CHALLENGE: Write out every single entry exactly.

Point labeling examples

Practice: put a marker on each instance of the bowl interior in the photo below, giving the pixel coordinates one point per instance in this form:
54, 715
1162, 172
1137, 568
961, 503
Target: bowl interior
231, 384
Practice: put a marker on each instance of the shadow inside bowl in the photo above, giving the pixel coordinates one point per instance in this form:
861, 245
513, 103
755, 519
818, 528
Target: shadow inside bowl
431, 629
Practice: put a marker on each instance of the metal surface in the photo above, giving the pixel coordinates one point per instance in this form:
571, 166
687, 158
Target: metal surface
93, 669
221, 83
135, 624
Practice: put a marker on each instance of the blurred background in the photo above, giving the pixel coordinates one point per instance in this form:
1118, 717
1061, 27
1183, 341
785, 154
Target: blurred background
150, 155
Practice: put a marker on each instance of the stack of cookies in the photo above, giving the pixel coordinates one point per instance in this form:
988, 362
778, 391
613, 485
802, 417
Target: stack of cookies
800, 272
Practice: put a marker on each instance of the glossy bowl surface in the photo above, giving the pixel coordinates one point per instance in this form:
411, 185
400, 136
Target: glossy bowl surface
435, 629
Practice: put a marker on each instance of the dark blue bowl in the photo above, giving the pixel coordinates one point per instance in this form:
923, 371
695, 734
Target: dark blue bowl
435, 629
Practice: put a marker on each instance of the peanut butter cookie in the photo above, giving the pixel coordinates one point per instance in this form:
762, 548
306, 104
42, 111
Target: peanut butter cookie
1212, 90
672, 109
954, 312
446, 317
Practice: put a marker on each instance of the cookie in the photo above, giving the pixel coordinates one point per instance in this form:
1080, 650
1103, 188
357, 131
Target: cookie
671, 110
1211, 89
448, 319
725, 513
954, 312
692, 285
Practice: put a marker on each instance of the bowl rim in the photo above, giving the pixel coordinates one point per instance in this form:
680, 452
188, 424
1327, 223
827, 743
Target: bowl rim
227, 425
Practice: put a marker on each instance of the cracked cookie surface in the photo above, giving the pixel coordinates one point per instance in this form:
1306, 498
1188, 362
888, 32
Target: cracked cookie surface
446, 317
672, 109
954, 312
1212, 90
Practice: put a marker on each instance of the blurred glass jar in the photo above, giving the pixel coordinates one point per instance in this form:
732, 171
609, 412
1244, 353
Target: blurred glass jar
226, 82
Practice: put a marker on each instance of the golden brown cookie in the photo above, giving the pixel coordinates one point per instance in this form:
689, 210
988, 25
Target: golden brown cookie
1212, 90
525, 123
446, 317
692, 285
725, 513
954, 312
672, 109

OUTPUT FOR THIS EXERCISE:
Practice: put a marker on each instance of the bowl interior in the photo below, giving the pixel coordinates one point per instance in this form:
54, 715
1162, 172
1137, 568
961, 503
Target: bowl interior
231, 384
Practice: put a marker on each instance of the shadow inside bowl in the photo above, giving the pixel coordinates one point per instance in this form:
861, 245
513, 103
755, 519
818, 528
Target: shadow inside bowl
431, 629
Practice: put a marker on each instance of the metal surface in the photo above, giving the pixel coordinates one point per instance in this form:
571, 166
687, 158
Target: metal surface
93, 669
221, 83
135, 624
Practice: put a marker on each instance of the blurred background in the photo above, giving the pixel coordinates one point per instance in this form:
1118, 717
1061, 27
1183, 341
785, 154
Target: blurred background
150, 155
Practice: put a marker on each instance of the stack of cookies in the photo above, giving the pixel coordinates one point per instance in this form:
988, 362
778, 391
613, 485
802, 417
Target: stack of cookies
800, 272
Practice: put a marker on each instance of the glossy bowl surface in the photo above, giving the pixel coordinates one point per instance in this form:
411, 185
400, 136
Target: glossy bowl surface
435, 629
Practice: put a marker on each instance of the dark blue bowl in the photo above, giving the pixel coordinates one point per instance in this form:
923, 371
695, 734
Target: dark blue bowl
435, 629
Practice: put a marker on each instance of the peanut butter cookie in the photo above, giving the pixel coordinates one point per instance in this form:
762, 548
306, 104
42, 111
Target: peanut butter cookie
1212, 90
672, 109
954, 312
446, 317
Practice: put a marker on each instance of the cookie in the photo above, giving the pixel coordinates one point per instance in this form:
1080, 650
1103, 188
357, 131
Target: cookie
671, 110
1211, 89
448, 319
725, 513
954, 312
692, 285
Practice: put a marker on each instance of the bowl rim in the photo above, giving the pixel coordinates one point per instance in this form:
680, 452
188, 424
1327, 223
827, 743
Target: bowl rim
227, 425
Practice: put a marker on each instance of the cracked cookie surface in the photo above, giving the pixel coordinates one point per instance in this form:
1306, 498
1188, 362
888, 32
Target: cracked cookie surface
446, 317
672, 109
954, 312
1212, 90
Practice: put a marker on each instance of the blurred glass jar in the photo above, giving the pixel coordinates one point per instance in this form:
732, 171
609, 412
1244, 353
Target: blurred glass jar
226, 82
Practice: put a marker on each instance of the golden brown cookie in the photo above, giving the pixel coordinates one point per instance in this form:
689, 210
988, 25
Target: golden brown cookie
1212, 90
525, 123
446, 317
692, 285
725, 513
954, 312
672, 109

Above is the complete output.